▶ [Work to complete]
The output is to match the entries below character for character.

▶ [Source material]
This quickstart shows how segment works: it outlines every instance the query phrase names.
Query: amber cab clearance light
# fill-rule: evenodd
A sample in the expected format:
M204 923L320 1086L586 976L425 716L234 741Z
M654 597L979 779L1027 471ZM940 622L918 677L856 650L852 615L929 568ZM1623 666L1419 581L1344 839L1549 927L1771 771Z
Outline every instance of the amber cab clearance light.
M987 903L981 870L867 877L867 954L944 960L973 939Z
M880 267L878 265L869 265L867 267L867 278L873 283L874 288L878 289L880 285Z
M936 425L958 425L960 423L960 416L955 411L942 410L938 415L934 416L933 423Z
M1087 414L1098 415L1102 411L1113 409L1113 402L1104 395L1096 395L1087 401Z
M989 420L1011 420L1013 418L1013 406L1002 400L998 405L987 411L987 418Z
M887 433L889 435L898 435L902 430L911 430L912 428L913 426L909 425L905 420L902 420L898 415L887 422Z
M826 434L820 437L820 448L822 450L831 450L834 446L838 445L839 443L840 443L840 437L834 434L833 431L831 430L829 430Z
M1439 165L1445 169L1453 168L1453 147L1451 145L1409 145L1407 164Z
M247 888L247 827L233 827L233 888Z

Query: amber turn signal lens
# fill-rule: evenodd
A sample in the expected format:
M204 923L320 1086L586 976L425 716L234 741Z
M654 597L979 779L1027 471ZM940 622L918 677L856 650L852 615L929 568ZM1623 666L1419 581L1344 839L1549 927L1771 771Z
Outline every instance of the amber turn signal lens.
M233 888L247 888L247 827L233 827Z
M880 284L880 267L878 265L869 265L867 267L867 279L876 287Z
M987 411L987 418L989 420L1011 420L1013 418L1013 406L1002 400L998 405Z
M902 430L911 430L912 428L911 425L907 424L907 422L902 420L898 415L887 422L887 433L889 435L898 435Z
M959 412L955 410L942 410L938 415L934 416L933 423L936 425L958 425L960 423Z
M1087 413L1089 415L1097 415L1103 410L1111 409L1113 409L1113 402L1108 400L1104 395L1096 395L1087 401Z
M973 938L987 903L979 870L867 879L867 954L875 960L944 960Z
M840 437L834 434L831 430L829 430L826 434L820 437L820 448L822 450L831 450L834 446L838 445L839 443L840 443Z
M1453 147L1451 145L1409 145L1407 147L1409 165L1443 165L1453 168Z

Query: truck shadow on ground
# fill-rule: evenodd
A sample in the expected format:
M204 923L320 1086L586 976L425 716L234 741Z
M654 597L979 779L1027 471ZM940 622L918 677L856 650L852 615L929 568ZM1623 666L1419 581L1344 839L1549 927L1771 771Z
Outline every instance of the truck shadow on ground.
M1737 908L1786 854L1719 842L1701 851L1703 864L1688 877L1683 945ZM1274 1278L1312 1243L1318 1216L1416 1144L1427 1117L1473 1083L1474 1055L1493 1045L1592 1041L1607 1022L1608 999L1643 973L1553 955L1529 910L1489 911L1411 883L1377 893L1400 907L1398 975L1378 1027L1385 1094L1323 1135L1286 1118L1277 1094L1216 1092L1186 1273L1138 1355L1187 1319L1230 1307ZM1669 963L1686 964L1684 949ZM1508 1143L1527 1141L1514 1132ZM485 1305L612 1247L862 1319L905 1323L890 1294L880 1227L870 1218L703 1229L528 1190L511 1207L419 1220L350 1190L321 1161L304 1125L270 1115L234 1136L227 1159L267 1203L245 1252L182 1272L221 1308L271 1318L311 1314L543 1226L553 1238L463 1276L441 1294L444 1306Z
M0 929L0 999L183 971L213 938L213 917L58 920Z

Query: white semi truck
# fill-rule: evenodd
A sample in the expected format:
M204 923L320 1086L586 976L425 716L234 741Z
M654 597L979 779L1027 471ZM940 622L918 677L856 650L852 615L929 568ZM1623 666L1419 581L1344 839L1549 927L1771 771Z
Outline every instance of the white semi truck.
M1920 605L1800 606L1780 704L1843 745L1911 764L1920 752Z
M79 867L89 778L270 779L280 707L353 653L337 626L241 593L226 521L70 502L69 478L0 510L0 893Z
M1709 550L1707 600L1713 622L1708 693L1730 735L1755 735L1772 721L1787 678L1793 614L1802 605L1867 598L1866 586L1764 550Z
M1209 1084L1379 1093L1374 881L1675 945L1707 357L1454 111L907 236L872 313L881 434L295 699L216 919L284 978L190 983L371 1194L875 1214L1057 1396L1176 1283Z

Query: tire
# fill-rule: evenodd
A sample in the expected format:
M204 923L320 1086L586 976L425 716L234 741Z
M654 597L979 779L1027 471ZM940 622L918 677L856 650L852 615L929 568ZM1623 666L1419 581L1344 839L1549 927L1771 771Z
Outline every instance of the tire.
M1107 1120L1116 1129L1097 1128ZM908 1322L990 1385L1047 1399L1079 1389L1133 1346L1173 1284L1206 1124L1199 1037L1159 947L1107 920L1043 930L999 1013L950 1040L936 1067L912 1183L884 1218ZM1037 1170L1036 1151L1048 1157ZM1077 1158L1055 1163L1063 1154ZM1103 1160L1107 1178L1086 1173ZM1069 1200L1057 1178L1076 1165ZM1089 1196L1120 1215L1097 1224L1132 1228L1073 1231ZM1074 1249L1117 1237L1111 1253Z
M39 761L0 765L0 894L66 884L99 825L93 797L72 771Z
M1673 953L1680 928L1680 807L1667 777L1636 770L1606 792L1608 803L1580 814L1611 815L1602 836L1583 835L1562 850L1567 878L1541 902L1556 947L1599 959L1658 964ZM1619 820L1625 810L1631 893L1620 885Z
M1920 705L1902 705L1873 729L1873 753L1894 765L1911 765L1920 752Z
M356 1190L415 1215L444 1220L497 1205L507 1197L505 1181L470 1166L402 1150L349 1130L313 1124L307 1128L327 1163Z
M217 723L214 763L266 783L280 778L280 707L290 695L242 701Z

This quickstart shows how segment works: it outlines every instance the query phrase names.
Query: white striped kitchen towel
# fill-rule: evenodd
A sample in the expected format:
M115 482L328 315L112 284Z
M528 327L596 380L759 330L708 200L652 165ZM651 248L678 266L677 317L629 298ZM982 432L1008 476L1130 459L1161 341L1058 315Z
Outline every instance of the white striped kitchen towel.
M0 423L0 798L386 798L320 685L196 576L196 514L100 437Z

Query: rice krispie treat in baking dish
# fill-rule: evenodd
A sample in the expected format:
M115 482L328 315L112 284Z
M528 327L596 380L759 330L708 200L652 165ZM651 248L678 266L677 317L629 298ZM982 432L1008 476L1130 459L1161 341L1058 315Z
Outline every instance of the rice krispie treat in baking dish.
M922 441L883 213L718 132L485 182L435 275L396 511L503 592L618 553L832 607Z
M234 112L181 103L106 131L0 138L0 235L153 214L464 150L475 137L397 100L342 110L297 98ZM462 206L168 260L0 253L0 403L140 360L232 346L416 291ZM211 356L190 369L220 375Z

▶ [Task response]
This quickstart shows how segment works: it outlines every instance the query phrase names.
Query: amber cab clearance light
# fill-rule: evenodd
A sample in the expected format:
M204 923L320 1086L586 976L425 716L234 741Z
M654 597L979 779L1027 471ZM940 622L918 677L856 650L852 615L929 568ZM1623 666L1419 581L1344 839L1549 927L1771 771Z
Outline every instance of the amber cab clearance light.
M987 903L981 870L867 877L867 954L944 960L973 939Z
M880 267L878 265L869 265L867 267L867 278L873 283L874 288L878 289L880 285Z
M936 425L958 425L960 423L960 416L955 411L942 410L938 415L934 416L933 423Z
M1087 414L1098 415L1102 411L1113 409L1113 402L1104 395L1096 395L1087 401Z
M989 420L1011 420L1013 418L1013 406L1002 400L998 405L987 411L987 418Z
M887 433L889 435L898 435L902 430L911 430L912 428L913 426L909 425L905 420L902 420L898 415L887 422Z
M826 434L820 437L820 448L822 450L831 450L834 446L838 445L839 443L840 443L840 437L834 434L833 431L831 430L829 430Z
M1439 165L1445 169L1453 168L1453 147L1451 145L1409 145L1407 164Z
M247 888L247 827L233 827L233 888Z

Query: amber turn signal lens
# fill-rule: evenodd
A sample in the expected format:
M204 923L320 1086L586 976L425 716L234 741Z
M654 597L979 779L1027 471ZM940 622L918 677L856 650L852 615L929 568ZM1623 666L1419 581L1344 839L1549 927L1771 771Z
Outline every instance of the amber turn signal lens.
M233 888L247 888L247 827L233 827Z
M880 284L880 267L878 265L869 265L867 267L867 279L876 287Z
M987 411L987 418L989 420L1011 420L1013 418L1013 406L1002 400L998 405Z
M902 430L911 430L912 428L911 425L907 424L907 422L902 420L898 415L887 422L887 433L889 435L898 435Z
M959 412L955 410L942 410L938 415L934 416L933 423L936 425L958 425L960 423Z
M1087 413L1089 415L1097 415L1103 410L1111 409L1113 409L1113 402L1108 400L1104 395L1096 395L1087 401Z
M973 938L987 903L979 870L867 879L867 954L875 960L944 960Z
M840 437L834 434L831 430L829 430L826 434L820 437L820 448L822 450L831 450L834 446L838 445L839 443L840 443Z
M1453 147L1451 145L1409 145L1407 147L1409 165L1443 165L1453 168Z

Query: truck shadow on ground
# fill-rule: evenodd
A sample in the expected format:
M204 923L320 1086L586 976L425 716L234 741Z
M654 597L979 779L1027 471ZM940 622L918 677L856 650L852 615L929 568ZM1623 666L1419 581L1344 839L1549 927L1771 771Z
Outline every instance of the truck shadow on ground.
M1737 908L1786 854L1719 842L1701 851L1703 864L1688 877L1683 945ZM1274 1278L1312 1243L1318 1216L1416 1144L1427 1117L1473 1083L1474 1055L1493 1045L1592 1041L1607 1022L1608 999L1643 973L1553 955L1529 910L1489 911L1411 883L1377 893L1400 907L1398 975L1378 1027L1385 1094L1323 1135L1286 1118L1277 1094L1216 1092L1186 1273L1138 1355L1187 1319L1230 1307ZM1669 963L1686 964L1684 949ZM1508 1143L1527 1141L1514 1132ZM485 1305L612 1247L862 1319L905 1323L890 1294L880 1227L870 1218L703 1229L528 1190L511 1207L419 1220L350 1190L321 1161L304 1125L270 1115L234 1136L227 1159L267 1203L245 1252L182 1272L221 1308L271 1318L311 1314L543 1226L553 1238L463 1276L441 1294L444 1306Z
M0 929L0 999L183 971L213 938L213 917L58 920Z

Query: white semi truck
# fill-rule: evenodd
A sample in the expected format:
M204 923L320 1086L586 976L425 716L234 741Z
M654 597L979 779L1027 471ZM940 622L918 677L856 650L852 615L929 568ZM1623 666L1419 581L1344 839L1549 927L1771 771Z
Outline every instance of the white semi truck.
M1920 605L1800 606L1780 704L1843 745L1911 764L1920 752Z
M79 867L89 778L270 779L280 707L353 653L337 626L241 593L226 521L70 502L69 478L0 510L0 893Z
M1709 550L1707 600L1713 622L1708 693L1730 735L1755 735L1772 721L1787 678L1793 614L1802 605L1867 598L1866 586L1764 550Z
M1209 1084L1379 1093L1374 881L1675 945L1707 357L1454 111L907 236L872 313L881 434L295 699L216 919L284 978L190 983L371 1194L875 1214L1057 1396L1176 1283Z

Query: tire
# fill-rule: evenodd
A sample in the expected format:
M204 923L320 1086L586 976L425 716L234 741Z
M654 597L979 779L1027 471ZM940 622L918 677L856 650L852 615L929 568ZM1623 666L1419 581L1344 839L1549 927L1771 771Z
Outline every instance of the tire.
M1107 1120L1116 1129L1097 1128ZM908 1322L990 1385L1047 1399L1079 1389L1133 1346L1173 1284L1206 1124L1199 1037L1159 947L1107 920L1043 930L999 1013L950 1040L936 1067L912 1183L884 1218ZM1037 1170L1036 1151L1048 1157ZM1077 1158L1055 1163L1063 1154ZM1103 1160L1107 1178L1086 1173ZM1069 1200L1057 1178L1076 1165ZM1089 1196L1120 1215L1097 1224L1132 1228L1073 1231ZM1074 1249L1117 1237L1111 1253Z
M39 761L0 765L0 894L66 884L99 825L93 797L72 771Z
M1673 953L1680 928L1680 807L1667 777L1636 770L1606 792L1608 803L1580 814L1611 815L1602 836L1583 835L1562 850L1567 878L1541 902L1556 947L1599 959L1658 964ZM1619 820L1625 810L1631 893L1620 885Z
M1920 705L1902 705L1873 729L1873 753L1894 765L1911 765L1920 752Z
M356 1190L415 1215L444 1220L497 1205L507 1197L505 1181L470 1166L402 1150L349 1130L313 1124L307 1128L327 1163Z
M217 723L214 763L266 783L280 778L280 707L290 695L242 701Z

This quickstart shows how segment works: it outlines every instance the query phrase names.
Query: white striped kitchen towel
# fill-rule: evenodd
A sample in the expected format:
M115 482L328 315L112 284Z
M528 327L596 380L759 330L708 200L652 165ZM651 248L678 266L677 317L629 298ZM982 432L1008 476L1130 459L1161 341L1058 315Z
Outline every instance of the white striped kitchen towel.
M0 423L0 798L386 798L320 685L196 576L196 514L100 437Z

Query: rice krispie treat in baking dish
# fill-rule: evenodd
A sample in the expected format:
M115 482L328 315L112 284Z
M528 327L596 380L759 330L708 200L652 165ZM651 248L678 266L677 317L629 298ZM982 432L1008 476L1130 459L1161 341L1058 315Z
Outline every instance of the rice krispie treat in baking dish.
M922 441L883 213L718 132L485 182L435 275L396 511L503 592L618 553L832 607Z
M234 112L181 103L106 131L0 138L0 235L153 214L464 150L475 137L397 100L342 110L297 98ZM462 206L168 260L0 253L0 403L140 360L232 346L416 291ZM211 356L190 369L220 375Z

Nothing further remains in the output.